** Work item **
This exercise calls for every record to be returned exactly, with pictures removed.

** Records to use **
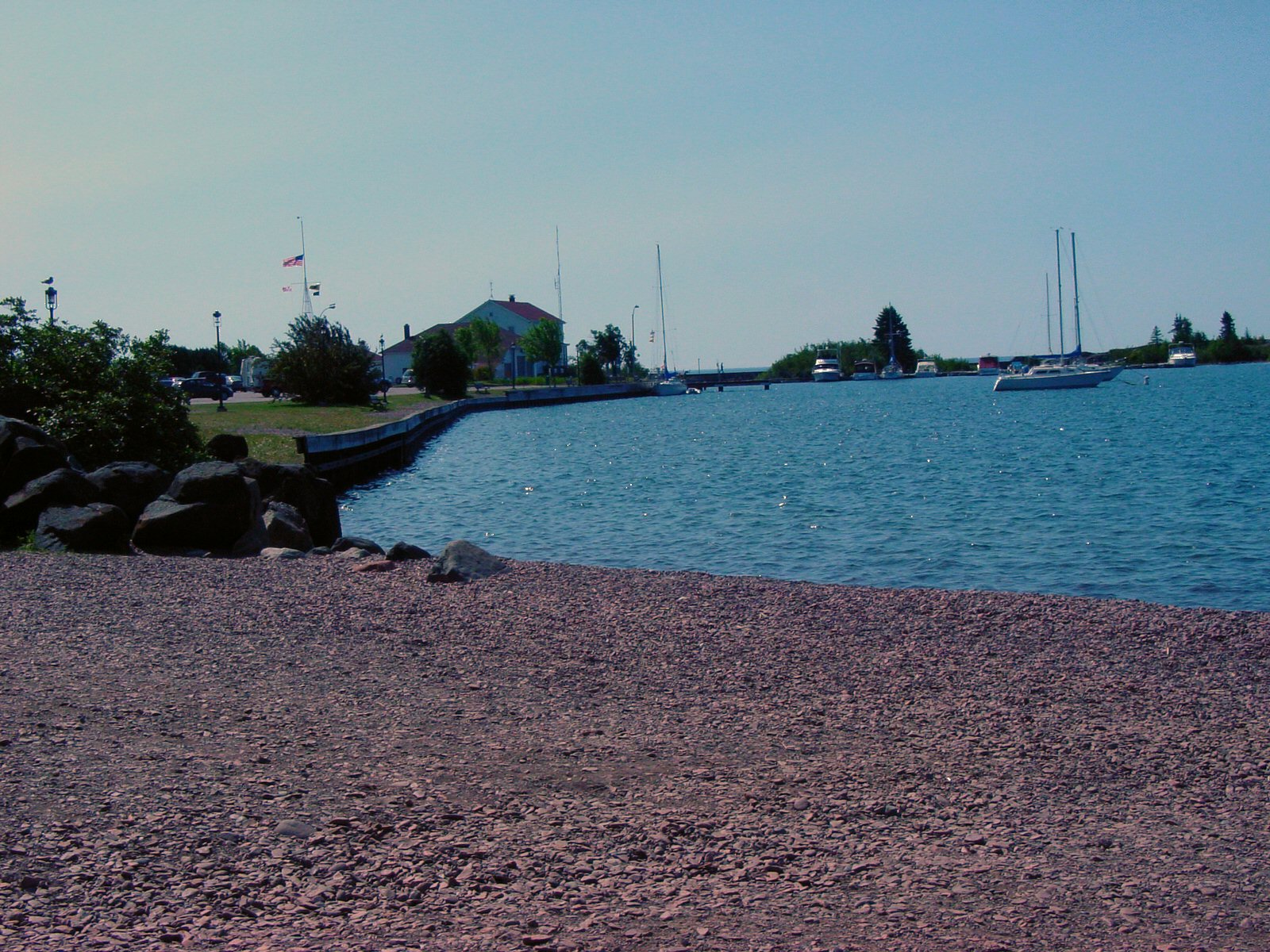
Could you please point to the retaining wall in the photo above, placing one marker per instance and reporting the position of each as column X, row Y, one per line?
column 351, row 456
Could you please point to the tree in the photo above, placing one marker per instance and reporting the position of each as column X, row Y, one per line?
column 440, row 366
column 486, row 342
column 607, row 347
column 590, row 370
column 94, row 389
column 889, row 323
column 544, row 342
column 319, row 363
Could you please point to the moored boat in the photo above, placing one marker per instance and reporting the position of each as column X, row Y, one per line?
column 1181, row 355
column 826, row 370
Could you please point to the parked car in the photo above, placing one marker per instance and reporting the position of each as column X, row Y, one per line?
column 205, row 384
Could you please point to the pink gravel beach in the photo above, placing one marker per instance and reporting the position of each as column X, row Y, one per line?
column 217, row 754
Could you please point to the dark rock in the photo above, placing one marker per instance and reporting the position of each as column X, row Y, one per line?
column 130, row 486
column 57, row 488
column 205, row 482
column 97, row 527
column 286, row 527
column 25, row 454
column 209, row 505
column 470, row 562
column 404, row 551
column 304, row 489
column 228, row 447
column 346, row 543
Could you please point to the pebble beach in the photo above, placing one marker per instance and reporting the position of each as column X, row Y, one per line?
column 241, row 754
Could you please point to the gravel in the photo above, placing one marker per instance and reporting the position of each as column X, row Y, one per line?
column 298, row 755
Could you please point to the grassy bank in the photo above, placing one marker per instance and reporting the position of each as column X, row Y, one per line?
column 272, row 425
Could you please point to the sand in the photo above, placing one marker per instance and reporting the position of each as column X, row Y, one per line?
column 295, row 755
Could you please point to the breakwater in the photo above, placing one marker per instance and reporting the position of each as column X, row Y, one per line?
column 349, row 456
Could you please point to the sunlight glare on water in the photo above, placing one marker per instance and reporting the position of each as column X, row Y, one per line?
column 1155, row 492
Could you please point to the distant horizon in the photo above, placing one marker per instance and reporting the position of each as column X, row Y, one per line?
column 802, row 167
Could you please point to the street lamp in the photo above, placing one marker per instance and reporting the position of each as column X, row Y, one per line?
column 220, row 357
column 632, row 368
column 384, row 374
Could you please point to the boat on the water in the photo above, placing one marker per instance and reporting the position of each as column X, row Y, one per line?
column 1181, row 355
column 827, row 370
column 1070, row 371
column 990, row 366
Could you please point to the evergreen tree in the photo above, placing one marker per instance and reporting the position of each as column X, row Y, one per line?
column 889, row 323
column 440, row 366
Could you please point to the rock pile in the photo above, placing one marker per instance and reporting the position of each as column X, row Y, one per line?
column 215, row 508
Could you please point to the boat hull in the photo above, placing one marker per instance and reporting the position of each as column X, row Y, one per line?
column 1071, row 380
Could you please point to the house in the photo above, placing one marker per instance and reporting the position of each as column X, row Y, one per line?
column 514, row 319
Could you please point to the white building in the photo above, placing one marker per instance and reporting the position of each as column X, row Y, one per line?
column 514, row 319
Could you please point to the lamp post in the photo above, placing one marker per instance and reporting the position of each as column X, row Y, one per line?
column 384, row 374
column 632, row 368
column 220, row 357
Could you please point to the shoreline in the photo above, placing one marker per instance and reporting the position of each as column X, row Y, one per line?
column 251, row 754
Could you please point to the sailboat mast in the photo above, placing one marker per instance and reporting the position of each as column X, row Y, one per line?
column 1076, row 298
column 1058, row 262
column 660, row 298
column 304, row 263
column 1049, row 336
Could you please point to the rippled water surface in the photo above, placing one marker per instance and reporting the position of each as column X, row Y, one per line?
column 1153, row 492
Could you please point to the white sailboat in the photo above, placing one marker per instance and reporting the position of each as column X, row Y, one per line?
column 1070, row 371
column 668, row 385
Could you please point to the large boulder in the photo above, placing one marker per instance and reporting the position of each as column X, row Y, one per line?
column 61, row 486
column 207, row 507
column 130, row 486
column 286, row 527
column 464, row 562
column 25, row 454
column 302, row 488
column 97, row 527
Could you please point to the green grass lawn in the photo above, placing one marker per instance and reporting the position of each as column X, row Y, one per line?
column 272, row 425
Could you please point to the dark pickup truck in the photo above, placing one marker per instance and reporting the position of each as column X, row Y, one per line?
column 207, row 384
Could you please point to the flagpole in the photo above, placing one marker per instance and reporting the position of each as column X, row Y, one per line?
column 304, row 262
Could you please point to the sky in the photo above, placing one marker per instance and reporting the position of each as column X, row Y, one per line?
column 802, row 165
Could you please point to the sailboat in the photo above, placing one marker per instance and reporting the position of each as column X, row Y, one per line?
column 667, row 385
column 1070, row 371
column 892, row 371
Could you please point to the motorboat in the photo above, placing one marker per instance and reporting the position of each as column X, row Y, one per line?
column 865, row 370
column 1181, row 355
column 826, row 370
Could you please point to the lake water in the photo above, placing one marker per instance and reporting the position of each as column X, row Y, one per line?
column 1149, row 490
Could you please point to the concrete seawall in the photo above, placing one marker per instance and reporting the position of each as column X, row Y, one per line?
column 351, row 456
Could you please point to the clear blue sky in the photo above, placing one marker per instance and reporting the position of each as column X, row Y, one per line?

** Result **
Could you please point to the retaining wall in the photo above, placing one marker per instance and reporting the position of each as column X, row Y, one per line?
column 351, row 456
Could you please point to the tree in the photo above, placing one marker per instance and reporting the position of each as column X, row Y, one per line?
column 440, row 366
column 486, row 342
column 607, row 347
column 590, row 370
column 94, row 389
column 889, row 323
column 544, row 342
column 319, row 363
Could you please point to the moored boat in the photo above, placing one marker per instance and reporting the position of each as column X, row Y, one per line?
column 1181, row 355
column 826, row 370
Could you please point to the parked car in the photo above, placing one marker per instance and reporting the position of each as column X, row Y, one per line?
column 205, row 384
Could you please point to the pink gravel beach in the photo above, placing one marker per instance and reporting the position of each as column X, row Y, one per line?
column 217, row 754
Could you please point to the dark rock in the photo above, placing one marker per instance and reporting the position of each as column X, row Y, one per line?
column 130, row 486
column 57, row 488
column 205, row 482
column 97, row 527
column 286, row 527
column 25, row 454
column 209, row 505
column 470, row 562
column 404, row 551
column 304, row 489
column 228, row 447
column 346, row 543
Could you please point to the pebble beach in the photo above, placing one marker per instance and reporting the position of each as column X, row Y, one per line?
column 241, row 754
Could you please point to the gravel in the photo above, placing one marker per instance and reporting the position of each as column X, row Y, one per line?
column 298, row 755
Could you please point to the grassy bank in the photo above, placing one marker per instance and reporting the position of each as column X, row Y, one per line?
column 272, row 425
Could you please point to the sand in the photo above, placing one marker per instance and reporting the position of each as column X, row Y, one per line?
column 295, row 755
Could you please point to the breakwater in the photo above, placing one marker per instance and reporting the position of each as column X, row Y, one per line?
column 349, row 456
Could you please point to the sunlight glare on water in the photo above, placing one marker per instance and reporting the position of each as column X, row Y, one per line?
column 1155, row 492
Could you please point to the distant horizon in the photo above, placing one marker per instance and reporting the position of each as column X, row Y, one per line?
column 802, row 167
Could you please point to the street lamp in the photo above, placing one marker per instance and reporting the position of each as column X, row Y, one per line?
column 220, row 357
column 632, row 368
column 384, row 374
Could you please point to the boat on the water in the photo above, placing one marker per instance and reporting the position of each as column X, row Y, one per line?
column 1181, row 355
column 827, row 370
column 1070, row 371
column 990, row 366
Could you please point to the evergreen tree in the photo above, placing one marker per instance and reporting the position of each as column X, row Y, one per line?
column 889, row 323
column 440, row 366
Could you please point to the rock pile in the photo above, placing one marker per instance and reporting the position of each as column X, row Y, one per line?
column 215, row 508
Could you please point to the boat hull in the photo above, placing one marker per instance and reporting the position of each as column X, row Y, one per line?
column 1071, row 380
Could you please point to the house in the photo above, placing one marker per instance and reporting the position of each as column X, row Y, one per line?
column 514, row 319
Could you please point to the white building in the photo above, placing one marker per instance and reporting the position of each as column X, row Y, one per line?
column 514, row 319
Could you please point to the lamp post in the photo above, placing one marker per instance and reporting the position of each as column X, row Y, one per line?
column 384, row 374
column 632, row 368
column 220, row 357
Could you please point to the shoreline in the photo above, placing one marker per instance and reporting the position of each as column X, row Y, one per line?
column 251, row 754
Could you please point to the sailboat mast in the photo above, placing one marker per instance and reporting the position of each as column X, row Y, one per line?
column 1076, row 298
column 1058, row 262
column 660, row 298
column 304, row 263
column 1049, row 336
Could you please point to the rippled water surface in the photo above, placing one marker per instance and reporting the position of each as column X, row Y, one per line?
column 1153, row 492
Could you please point to the white sailboat in the photo above, placing one marker per instance and reporting the position of each as column X, row Y, one per line?
column 1070, row 371
column 668, row 385
Could you please point to the large boulder in the photo above, placing one marker per instance and reporting the position of each as column X, row Y, one per line?
column 61, row 486
column 207, row 507
column 130, row 486
column 286, row 527
column 464, row 562
column 25, row 454
column 302, row 488
column 97, row 527
Could you please point to the green grass lawn in the photo above, placing one marker per instance and reporting the position of each as column X, row Y, one per line?
column 272, row 425
Could you please point to the dark pickup truck in the photo above, placing one marker per instance and reporting the position of each as column X, row Y, one per line?
column 207, row 384
Could you please point to the flagpole in the photo above, placing one marker per instance and reporting the position of each as column X, row Y, one per line?
column 304, row 262
Could you please point to the sky in the photo above, placing one marker per instance and reporting the position of each as column X, row Y, one per line?
column 802, row 165
Could you please point to the sailboat in the photo above, placing one marker per instance and reporting the position of each as column X, row Y, one per line?
column 667, row 385
column 1070, row 371
column 892, row 371
Could you please point to the motorboat in the photo above, placing one marker per instance and reporting the position of each as column X, row Y, one per line?
column 865, row 370
column 1181, row 355
column 826, row 370
Could you please point to the lake water in the photo above, placing one marker per instance and reporting the position of each as column X, row Y, one per line?
column 1149, row 490
Could you please point to the concrete seawall in the photo above, placing one marker per instance and reporting the position of each as column X, row Y, one per line?
column 351, row 456
Could you please point to the clear blue sky in the photo above, placing one marker per instance and reporting the position of each as column X, row Y, one per line?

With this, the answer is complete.